GOAL >> The records below should be written out again, exactly.

==== DATA FOR THIS EXERCISE

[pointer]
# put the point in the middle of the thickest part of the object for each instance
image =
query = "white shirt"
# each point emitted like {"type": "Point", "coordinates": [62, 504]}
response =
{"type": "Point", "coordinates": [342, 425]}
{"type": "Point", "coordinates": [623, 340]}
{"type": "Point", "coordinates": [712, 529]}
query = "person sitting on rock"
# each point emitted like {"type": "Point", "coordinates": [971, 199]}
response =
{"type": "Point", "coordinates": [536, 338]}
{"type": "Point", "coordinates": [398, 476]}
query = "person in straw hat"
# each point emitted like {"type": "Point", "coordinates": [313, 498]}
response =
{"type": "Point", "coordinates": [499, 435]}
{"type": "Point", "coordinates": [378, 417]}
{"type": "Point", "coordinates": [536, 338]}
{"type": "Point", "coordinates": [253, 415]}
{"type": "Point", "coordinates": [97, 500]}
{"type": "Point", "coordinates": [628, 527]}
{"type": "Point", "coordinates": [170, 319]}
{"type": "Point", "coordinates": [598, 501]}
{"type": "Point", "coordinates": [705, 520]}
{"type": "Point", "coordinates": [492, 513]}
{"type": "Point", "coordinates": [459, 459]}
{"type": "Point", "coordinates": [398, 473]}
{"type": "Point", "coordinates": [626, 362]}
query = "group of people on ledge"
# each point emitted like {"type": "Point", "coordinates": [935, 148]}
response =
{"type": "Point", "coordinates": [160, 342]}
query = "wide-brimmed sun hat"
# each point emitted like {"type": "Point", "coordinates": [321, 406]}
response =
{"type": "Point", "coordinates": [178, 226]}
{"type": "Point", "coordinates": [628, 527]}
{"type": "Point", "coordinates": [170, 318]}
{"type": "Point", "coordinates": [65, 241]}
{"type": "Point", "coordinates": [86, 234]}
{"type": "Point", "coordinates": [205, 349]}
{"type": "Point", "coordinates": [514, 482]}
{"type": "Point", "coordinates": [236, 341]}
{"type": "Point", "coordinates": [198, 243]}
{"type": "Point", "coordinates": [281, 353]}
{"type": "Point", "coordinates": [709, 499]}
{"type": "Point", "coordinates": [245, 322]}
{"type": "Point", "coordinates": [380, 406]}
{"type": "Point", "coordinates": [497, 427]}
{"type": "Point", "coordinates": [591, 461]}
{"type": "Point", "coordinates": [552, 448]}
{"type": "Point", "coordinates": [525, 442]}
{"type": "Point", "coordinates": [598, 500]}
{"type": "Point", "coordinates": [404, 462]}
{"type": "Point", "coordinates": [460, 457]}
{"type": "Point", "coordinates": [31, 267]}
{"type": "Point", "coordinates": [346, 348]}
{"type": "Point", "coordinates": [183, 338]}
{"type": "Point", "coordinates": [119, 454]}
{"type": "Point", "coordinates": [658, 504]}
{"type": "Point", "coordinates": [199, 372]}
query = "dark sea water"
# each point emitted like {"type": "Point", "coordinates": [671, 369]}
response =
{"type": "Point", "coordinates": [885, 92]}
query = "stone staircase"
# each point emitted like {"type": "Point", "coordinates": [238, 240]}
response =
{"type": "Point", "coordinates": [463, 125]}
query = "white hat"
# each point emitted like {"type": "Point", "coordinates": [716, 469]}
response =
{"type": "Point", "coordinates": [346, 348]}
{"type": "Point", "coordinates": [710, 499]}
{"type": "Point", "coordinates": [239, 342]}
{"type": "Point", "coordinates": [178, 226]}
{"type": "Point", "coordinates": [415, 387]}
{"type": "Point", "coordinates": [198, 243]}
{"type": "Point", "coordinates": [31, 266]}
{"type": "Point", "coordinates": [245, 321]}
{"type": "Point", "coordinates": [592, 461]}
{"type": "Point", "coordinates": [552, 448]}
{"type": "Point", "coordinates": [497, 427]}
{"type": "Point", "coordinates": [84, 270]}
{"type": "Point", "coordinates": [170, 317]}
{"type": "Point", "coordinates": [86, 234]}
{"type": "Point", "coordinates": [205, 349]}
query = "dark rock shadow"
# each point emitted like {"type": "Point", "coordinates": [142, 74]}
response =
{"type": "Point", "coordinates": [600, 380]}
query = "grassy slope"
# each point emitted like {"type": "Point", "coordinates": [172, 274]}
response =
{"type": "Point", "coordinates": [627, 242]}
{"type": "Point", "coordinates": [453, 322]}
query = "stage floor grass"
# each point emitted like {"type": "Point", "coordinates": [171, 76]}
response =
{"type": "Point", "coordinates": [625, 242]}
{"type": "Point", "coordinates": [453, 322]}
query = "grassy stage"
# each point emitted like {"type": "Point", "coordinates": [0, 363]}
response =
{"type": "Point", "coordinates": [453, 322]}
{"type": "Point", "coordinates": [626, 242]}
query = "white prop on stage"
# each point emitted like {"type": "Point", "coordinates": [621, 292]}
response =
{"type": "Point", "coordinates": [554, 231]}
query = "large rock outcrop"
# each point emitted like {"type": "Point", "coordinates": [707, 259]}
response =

========

RESULT >>
[pointer]
# put the point in the middle of the thickest part of the object for each instance
image =
query = "white shirt"
# each point emitted like {"type": "Point", "coordinates": [62, 504]}
response =
{"type": "Point", "coordinates": [342, 425]}
{"type": "Point", "coordinates": [623, 340]}
{"type": "Point", "coordinates": [712, 529]}
query = "person sitting on rock"
# each point emitted like {"type": "Point", "coordinates": [971, 199]}
response =
{"type": "Point", "coordinates": [536, 338]}
{"type": "Point", "coordinates": [398, 476]}
query = "person in straw hat"
# each point emitted like {"type": "Point", "coordinates": [313, 498]}
response =
{"type": "Point", "coordinates": [499, 435]}
{"type": "Point", "coordinates": [378, 417]}
{"type": "Point", "coordinates": [536, 338]}
{"type": "Point", "coordinates": [253, 415]}
{"type": "Point", "coordinates": [97, 500]}
{"type": "Point", "coordinates": [628, 527]}
{"type": "Point", "coordinates": [170, 319]}
{"type": "Point", "coordinates": [598, 501]}
{"type": "Point", "coordinates": [705, 520]}
{"type": "Point", "coordinates": [492, 513]}
{"type": "Point", "coordinates": [459, 459]}
{"type": "Point", "coordinates": [398, 473]}
{"type": "Point", "coordinates": [626, 362]}
query = "group of people on ledge"
# each point emitted like {"type": "Point", "coordinates": [935, 148]}
response =
{"type": "Point", "coordinates": [160, 342]}
query = "wide-brimmed sun hat"
# each point emitted like {"type": "Point", "coordinates": [321, 406]}
response =
{"type": "Point", "coordinates": [178, 226]}
{"type": "Point", "coordinates": [628, 527]}
{"type": "Point", "coordinates": [170, 318]}
{"type": "Point", "coordinates": [65, 241]}
{"type": "Point", "coordinates": [86, 234]}
{"type": "Point", "coordinates": [205, 349]}
{"type": "Point", "coordinates": [514, 482]}
{"type": "Point", "coordinates": [236, 341]}
{"type": "Point", "coordinates": [198, 243]}
{"type": "Point", "coordinates": [281, 353]}
{"type": "Point", "coordinates": [709, 499]}
{"type": "Point", "coordinates": [245, 322]}
{"type": "Point", "coordinates": [380, 406]}
{"type": "Point", "coordinates": [497, 427]}
{"type": "Point", "coordinates": [591, 461]}
{"type": "Point", "coordinates": [552, 448]}
{"type": "Point", "coordinates": [525, 442]}
{"type": "Point", "coordinates": [598, 500]}
{"type": "Point", "coordinates": [404, 462]}
{"type": "Point", "coordinates": [460, 457]}
{"type": "Point", "coordinates": [31, 267]}
{"type": "Point", "coordinates": [346, 348]}
{"type": "Point", "coordinates": [183, 338]}
{"type": "Point", "coordinates": [119, 454]}
{"type": "Point", "coordinates": [658, 504]}
{"type": "Point", "coordinates": [199, 372]}
query = "dark sea water"
# each point emitted like {"type": "Point", "coordinates": [671, 369]}
response =
{"type": "Point", "coordinates": [885, 92]}
query = "stone staircase"
# each point emitted like {"type": "Point", "coordinates": [238, 240]}
response =
{"type": "Point", "coordinates": [463, 125]}
query = "white hat"
# each point emitted like {"type": "Point", "coordinates": [716, 469]}
response =
{"type": "Point", "coordinates": [346, 348]}
{"type": "Point", "coordinates": [710, 499]}
{"type": "Point", "coordinates": [239, 342]}
{"type": "Point", "coordinates": [178, 226]}
{"type": "Point", "coordinates": [415, 387]}
{"type": "Point", "coordinates": [198, 243]}
{"type": "Point", "coordinates": [31, 266]}
{"type": "Point", "coordinates": [245, 321]}
{"type": "Point", "coordinates": [592, 461]}
{"type": "Point", "coordinates": [552, 448]}
{"type": "Point", "coordinates": [497, 427]}
{"type": "Point", "coordinates": [84, 270]}
{"type": "Point", "coordinates": [170, 317]}
{"type": "Point", "coordinates": [86, 234]}
{"type": "Point", "coordinates": [205, 349]}
query = "dark rock shadow"
# each point emitted like {"type": "Point", "coordinates": [142, 74]}
response =
{"type": "Point", "coordinates": [600, 380]}
query = "grassy slope"
# each point emitted like {"type": "Point", "coordinates": [172, 274]}
response =
{"type": "Point", "coordinates": [627, 242]}
{"type": "Point", "coordinates": [453, 322]}
query = "stage floor grass"
# each point emitted like {"type": "Point", "coordinates": [171, 76]}
response =
{"type": "Point", "coordinates": [625, 242]}
{"type": "Point", "coordinates": [453, 322]}
query = "grassy stage"
# each point emitted like {"type": "Point", "coordinates": [0, 363]}
response =
{"type": "Point", "coordinates": [453, 322]}
{"type": "Point", "coordinates": [626, 242]}
query = "white prop on stage"
# each point emitted like {"type": "Point", "coordinates": [621, 292]}
response =
{"type": "Point", "coordinates": [554, 231]}
query = "large rock outcrop"
# each point emitted like {"type": "Point", "coordinates": [707, 259]}
response =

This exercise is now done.